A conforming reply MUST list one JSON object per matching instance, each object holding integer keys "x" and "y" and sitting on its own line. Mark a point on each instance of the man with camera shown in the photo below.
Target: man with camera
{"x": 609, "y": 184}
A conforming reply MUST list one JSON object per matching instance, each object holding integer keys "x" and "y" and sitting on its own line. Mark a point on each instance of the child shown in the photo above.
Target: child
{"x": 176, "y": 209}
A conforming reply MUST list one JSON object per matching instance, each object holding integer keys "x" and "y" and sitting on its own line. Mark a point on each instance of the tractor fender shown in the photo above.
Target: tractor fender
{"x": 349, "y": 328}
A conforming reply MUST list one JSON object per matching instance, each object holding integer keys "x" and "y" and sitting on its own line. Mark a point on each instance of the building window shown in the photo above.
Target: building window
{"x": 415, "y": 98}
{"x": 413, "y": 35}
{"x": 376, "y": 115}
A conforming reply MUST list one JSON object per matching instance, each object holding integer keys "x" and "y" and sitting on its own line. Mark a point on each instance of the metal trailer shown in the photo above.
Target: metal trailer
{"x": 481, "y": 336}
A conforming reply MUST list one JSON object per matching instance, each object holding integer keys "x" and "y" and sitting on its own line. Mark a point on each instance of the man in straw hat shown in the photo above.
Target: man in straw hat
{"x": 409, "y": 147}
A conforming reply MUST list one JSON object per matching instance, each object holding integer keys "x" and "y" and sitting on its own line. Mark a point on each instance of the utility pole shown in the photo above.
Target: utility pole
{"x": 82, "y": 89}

···

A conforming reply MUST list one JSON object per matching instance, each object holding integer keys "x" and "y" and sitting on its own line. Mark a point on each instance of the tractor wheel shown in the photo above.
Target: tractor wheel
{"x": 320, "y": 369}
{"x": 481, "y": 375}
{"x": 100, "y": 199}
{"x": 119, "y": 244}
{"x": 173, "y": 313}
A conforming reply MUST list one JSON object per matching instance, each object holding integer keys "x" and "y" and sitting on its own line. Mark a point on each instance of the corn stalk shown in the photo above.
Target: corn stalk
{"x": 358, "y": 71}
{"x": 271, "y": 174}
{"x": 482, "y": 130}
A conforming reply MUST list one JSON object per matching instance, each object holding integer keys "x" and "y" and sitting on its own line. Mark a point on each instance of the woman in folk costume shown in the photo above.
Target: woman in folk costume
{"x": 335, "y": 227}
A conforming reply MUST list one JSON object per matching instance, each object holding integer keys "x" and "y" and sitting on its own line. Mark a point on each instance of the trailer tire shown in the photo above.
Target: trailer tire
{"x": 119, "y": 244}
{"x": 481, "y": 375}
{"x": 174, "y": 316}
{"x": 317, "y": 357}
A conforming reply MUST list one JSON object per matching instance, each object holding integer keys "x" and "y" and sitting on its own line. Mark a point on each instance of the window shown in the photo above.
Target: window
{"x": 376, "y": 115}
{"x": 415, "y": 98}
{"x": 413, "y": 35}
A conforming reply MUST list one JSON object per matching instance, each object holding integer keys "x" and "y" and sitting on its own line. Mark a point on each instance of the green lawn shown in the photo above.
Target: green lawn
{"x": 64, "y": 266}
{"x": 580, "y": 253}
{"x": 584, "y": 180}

···

# WHAT TO DO
Only the lines above starting at the line that holds "stalk shown in the photo above." and ending at the line that holds "lawn shown in the photo above." are to be repeated, exactly and in full.

# WRITTEN RESPONSE
A conforming reply MUST list one JSON object per matching instance, each object holding integer keys "x" and "y" and sitting on its own line. Mark a point on each instance of the corn stalk shown in the photo above.
Target: corn stalk
{"x": 358, "y": 71}
{"x": 271, "y": 174}
{"x": 482, "y": 130}
A conforming reply MUST list one JSON object per matching instance, each object holding integer keys "x" and "y" and sitting on its own line. Mark a point on each instance of the woman in folk costume shown in the photo above.
Target: woman in folk costume
{"x": 335, "y": 227}
A conforming reply MUST list one JSON object per matching instance, each object holding integer keys "x" and "y" and sitting on its own line. Mark a point on each instance of the trailer tire shown in the photo above.
Target: trailer tire
{"x": 119, "y": 244}
{"x": 481, "y": 375}
{"x": 174, "y": 316}
{"x": 317, "y": 357}
A conforming reply MUST list one JSON object per matching instance, each object holding integer keys "x" and "y" and sitting on its own line. Mark a point on each instance of the window shown in the photo above.
Target: window
{"x": 376, "y": 115}
{"x": 415, "y": 98}
{"x": 413, "y": 35}
A conforming reply MUST list one JSON object per matching instance, each object holding integer keys "x" and "y" and sitting on its own line. Mark a point on each instance of the green lawn shown in the photo above.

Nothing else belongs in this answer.